Saved entries
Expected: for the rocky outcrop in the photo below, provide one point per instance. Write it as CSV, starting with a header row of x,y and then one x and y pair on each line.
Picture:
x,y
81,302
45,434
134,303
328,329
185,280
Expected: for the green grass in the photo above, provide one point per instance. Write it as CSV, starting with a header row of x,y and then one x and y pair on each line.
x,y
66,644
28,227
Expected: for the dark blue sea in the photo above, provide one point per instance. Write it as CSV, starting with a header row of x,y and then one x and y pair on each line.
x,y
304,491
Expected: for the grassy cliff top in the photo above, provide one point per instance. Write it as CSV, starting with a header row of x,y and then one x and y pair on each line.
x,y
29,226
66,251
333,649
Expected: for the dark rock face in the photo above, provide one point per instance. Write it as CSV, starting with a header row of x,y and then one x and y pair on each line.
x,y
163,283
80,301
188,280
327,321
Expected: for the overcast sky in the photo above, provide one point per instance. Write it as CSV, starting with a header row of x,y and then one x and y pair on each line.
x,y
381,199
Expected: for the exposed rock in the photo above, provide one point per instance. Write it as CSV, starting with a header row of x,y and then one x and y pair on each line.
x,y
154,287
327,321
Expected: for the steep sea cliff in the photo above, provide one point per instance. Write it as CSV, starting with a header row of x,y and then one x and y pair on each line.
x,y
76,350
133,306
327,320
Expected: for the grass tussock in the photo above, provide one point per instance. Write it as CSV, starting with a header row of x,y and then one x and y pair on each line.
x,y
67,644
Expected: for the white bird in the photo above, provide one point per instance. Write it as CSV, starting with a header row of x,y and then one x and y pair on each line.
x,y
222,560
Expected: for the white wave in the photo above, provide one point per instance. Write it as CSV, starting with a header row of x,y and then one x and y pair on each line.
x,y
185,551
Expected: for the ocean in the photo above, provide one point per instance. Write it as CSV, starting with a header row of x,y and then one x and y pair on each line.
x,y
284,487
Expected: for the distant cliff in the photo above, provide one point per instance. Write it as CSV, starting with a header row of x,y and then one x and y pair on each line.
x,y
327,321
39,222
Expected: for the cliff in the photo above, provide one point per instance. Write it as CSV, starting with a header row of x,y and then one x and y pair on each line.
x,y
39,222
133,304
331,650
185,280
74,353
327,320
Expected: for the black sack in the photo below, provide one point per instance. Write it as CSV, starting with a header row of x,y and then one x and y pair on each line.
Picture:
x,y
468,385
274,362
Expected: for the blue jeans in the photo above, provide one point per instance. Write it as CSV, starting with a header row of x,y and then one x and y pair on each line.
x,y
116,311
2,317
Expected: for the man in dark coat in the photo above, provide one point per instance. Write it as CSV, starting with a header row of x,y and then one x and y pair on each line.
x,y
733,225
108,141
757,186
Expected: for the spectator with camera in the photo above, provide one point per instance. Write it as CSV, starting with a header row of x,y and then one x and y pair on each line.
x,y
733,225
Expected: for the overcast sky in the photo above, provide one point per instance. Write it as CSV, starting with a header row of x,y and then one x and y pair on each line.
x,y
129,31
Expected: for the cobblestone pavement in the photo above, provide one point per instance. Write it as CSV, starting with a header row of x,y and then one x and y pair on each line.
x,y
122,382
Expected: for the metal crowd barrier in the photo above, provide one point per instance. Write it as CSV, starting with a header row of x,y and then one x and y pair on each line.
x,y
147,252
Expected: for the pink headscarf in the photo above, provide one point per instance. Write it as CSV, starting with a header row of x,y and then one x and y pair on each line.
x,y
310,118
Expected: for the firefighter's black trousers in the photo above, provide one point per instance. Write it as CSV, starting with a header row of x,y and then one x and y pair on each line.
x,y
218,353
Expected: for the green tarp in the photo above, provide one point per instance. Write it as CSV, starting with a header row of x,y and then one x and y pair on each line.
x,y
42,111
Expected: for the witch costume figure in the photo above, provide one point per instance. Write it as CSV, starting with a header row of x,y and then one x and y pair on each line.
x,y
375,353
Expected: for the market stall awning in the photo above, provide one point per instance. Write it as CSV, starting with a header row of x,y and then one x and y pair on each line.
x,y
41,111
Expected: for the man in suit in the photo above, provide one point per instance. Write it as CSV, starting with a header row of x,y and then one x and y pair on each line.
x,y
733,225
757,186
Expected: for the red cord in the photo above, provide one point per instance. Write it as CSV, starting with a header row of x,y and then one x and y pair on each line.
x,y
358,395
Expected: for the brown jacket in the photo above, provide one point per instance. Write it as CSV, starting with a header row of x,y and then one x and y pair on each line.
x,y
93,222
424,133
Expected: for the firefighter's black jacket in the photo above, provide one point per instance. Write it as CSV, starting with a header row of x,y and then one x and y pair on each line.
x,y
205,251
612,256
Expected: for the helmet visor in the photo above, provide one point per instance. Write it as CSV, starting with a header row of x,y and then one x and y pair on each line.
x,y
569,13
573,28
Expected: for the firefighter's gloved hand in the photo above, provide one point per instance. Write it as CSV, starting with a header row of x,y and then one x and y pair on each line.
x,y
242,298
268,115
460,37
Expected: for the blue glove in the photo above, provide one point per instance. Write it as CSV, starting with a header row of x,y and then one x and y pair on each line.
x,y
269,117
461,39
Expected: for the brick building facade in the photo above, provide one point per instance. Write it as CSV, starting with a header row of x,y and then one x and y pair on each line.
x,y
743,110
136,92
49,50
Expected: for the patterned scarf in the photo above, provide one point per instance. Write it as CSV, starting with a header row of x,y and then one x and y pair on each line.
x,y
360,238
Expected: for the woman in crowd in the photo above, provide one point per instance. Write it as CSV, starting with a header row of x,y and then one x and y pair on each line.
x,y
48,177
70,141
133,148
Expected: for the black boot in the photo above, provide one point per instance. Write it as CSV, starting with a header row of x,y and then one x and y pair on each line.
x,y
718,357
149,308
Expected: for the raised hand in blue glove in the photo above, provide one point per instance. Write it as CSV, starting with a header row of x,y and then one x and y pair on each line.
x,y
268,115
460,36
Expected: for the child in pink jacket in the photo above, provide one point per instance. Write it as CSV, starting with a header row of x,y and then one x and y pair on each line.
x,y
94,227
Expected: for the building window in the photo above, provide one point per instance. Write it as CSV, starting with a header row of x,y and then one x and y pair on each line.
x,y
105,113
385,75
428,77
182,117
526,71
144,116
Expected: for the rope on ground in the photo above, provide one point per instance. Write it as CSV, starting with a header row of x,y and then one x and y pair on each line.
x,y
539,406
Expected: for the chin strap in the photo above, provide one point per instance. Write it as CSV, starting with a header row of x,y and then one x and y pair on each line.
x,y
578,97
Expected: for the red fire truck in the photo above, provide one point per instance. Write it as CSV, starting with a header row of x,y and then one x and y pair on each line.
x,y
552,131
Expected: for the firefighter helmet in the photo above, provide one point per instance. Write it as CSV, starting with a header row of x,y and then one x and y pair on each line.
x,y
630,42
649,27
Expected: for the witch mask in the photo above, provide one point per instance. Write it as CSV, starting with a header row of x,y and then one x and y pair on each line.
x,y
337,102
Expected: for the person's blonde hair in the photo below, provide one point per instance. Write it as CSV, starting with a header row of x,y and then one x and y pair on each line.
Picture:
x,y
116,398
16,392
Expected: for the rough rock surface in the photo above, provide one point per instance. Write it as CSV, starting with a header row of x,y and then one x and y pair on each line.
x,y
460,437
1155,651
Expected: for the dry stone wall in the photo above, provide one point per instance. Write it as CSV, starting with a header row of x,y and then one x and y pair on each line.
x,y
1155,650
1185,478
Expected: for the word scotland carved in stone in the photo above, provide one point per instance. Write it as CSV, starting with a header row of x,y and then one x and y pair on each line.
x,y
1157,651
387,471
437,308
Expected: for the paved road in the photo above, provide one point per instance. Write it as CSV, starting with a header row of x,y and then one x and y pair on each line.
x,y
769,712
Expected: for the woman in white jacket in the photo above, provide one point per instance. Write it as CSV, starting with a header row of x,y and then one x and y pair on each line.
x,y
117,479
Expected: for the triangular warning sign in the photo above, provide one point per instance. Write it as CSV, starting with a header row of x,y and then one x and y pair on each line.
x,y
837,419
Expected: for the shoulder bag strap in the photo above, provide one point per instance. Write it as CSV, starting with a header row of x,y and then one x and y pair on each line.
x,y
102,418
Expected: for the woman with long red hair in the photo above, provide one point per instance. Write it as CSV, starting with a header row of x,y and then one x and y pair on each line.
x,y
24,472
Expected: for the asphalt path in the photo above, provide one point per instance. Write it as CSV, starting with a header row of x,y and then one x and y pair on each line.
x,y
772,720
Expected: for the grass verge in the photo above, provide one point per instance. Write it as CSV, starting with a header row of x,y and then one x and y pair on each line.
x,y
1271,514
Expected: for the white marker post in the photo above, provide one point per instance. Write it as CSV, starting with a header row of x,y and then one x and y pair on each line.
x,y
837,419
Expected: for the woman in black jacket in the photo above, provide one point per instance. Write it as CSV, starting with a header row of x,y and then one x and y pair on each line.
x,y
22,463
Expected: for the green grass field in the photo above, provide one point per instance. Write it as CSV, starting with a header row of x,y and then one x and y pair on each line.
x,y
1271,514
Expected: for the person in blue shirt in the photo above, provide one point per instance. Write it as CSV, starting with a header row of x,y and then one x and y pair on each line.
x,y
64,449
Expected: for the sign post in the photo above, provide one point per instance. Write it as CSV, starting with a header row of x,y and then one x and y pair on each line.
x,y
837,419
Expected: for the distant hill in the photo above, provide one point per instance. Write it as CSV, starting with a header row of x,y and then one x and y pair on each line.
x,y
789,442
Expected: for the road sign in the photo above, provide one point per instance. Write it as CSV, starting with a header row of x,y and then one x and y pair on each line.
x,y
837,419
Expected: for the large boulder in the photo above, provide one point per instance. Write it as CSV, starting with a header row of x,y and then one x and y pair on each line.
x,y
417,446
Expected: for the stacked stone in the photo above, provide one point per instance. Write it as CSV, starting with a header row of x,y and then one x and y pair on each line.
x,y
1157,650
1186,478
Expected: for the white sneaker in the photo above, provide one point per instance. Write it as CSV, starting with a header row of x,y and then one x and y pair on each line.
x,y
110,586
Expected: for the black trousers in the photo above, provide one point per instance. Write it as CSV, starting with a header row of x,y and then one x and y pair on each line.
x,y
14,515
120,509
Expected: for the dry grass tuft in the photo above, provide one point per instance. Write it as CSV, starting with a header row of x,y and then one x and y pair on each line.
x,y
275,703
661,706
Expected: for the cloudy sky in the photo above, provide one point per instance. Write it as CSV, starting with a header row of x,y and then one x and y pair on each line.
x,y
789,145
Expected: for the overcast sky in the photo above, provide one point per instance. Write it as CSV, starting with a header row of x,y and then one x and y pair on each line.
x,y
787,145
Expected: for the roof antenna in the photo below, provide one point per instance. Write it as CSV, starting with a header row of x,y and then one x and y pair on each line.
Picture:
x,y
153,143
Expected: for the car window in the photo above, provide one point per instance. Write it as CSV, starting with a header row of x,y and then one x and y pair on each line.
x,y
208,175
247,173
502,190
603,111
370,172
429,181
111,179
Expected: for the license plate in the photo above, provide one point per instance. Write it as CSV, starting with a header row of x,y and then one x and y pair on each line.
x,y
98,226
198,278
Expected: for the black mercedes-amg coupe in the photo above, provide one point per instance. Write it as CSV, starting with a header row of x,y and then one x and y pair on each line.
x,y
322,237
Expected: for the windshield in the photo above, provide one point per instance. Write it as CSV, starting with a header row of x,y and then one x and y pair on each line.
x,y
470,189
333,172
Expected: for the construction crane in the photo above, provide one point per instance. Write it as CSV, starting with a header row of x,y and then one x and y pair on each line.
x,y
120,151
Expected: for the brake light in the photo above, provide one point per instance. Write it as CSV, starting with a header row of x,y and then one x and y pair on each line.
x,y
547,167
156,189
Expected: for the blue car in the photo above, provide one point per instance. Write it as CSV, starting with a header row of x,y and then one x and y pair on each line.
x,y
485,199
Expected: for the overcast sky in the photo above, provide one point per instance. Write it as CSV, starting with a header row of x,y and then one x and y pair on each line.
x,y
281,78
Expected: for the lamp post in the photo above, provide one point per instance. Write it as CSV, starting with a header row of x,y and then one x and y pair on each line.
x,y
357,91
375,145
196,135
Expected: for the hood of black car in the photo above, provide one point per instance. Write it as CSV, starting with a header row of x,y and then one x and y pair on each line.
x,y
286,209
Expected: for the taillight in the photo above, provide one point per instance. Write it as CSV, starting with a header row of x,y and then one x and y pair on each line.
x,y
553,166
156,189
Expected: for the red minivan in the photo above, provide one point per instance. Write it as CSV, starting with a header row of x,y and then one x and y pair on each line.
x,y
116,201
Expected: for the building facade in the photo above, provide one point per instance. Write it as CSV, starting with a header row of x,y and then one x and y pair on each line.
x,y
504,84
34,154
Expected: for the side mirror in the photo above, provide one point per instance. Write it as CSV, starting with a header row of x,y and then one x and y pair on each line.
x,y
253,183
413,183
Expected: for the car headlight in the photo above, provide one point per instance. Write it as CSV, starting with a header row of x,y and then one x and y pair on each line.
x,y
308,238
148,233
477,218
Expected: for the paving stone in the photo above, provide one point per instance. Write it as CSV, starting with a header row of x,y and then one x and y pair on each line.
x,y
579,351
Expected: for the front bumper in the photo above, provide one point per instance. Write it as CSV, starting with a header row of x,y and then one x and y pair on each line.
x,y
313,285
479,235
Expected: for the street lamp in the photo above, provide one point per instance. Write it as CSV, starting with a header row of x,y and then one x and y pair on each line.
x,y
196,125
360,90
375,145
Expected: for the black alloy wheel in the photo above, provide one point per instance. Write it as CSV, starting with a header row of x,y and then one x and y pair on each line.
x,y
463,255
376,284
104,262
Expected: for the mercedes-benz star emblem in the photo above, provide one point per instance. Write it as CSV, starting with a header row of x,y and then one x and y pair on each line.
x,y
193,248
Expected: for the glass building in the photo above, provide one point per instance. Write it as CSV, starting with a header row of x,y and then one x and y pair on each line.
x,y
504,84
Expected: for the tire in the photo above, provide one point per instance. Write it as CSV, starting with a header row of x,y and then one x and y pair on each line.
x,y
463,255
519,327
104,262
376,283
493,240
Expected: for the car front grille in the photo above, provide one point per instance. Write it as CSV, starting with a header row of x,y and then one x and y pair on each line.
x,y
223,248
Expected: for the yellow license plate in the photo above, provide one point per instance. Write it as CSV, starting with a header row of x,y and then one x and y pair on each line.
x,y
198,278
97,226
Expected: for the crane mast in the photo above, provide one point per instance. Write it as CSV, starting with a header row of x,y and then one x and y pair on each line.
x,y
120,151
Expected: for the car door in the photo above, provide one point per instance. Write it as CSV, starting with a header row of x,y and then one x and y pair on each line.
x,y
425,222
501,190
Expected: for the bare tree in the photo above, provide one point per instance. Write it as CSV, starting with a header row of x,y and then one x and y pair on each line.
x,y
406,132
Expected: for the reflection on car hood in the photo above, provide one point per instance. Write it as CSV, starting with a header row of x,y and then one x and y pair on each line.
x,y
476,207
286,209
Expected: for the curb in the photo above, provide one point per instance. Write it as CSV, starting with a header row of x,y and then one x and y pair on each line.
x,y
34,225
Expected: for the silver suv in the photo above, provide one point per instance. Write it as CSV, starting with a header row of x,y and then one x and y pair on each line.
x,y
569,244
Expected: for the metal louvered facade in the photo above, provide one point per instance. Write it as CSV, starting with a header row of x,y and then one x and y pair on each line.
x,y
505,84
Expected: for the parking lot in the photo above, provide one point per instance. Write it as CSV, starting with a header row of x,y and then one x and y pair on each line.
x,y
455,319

PROBLEM TO WORK ON: Number of lines holding "below" in the data: give it, with nothing else.

WRITTEN REPLY: 4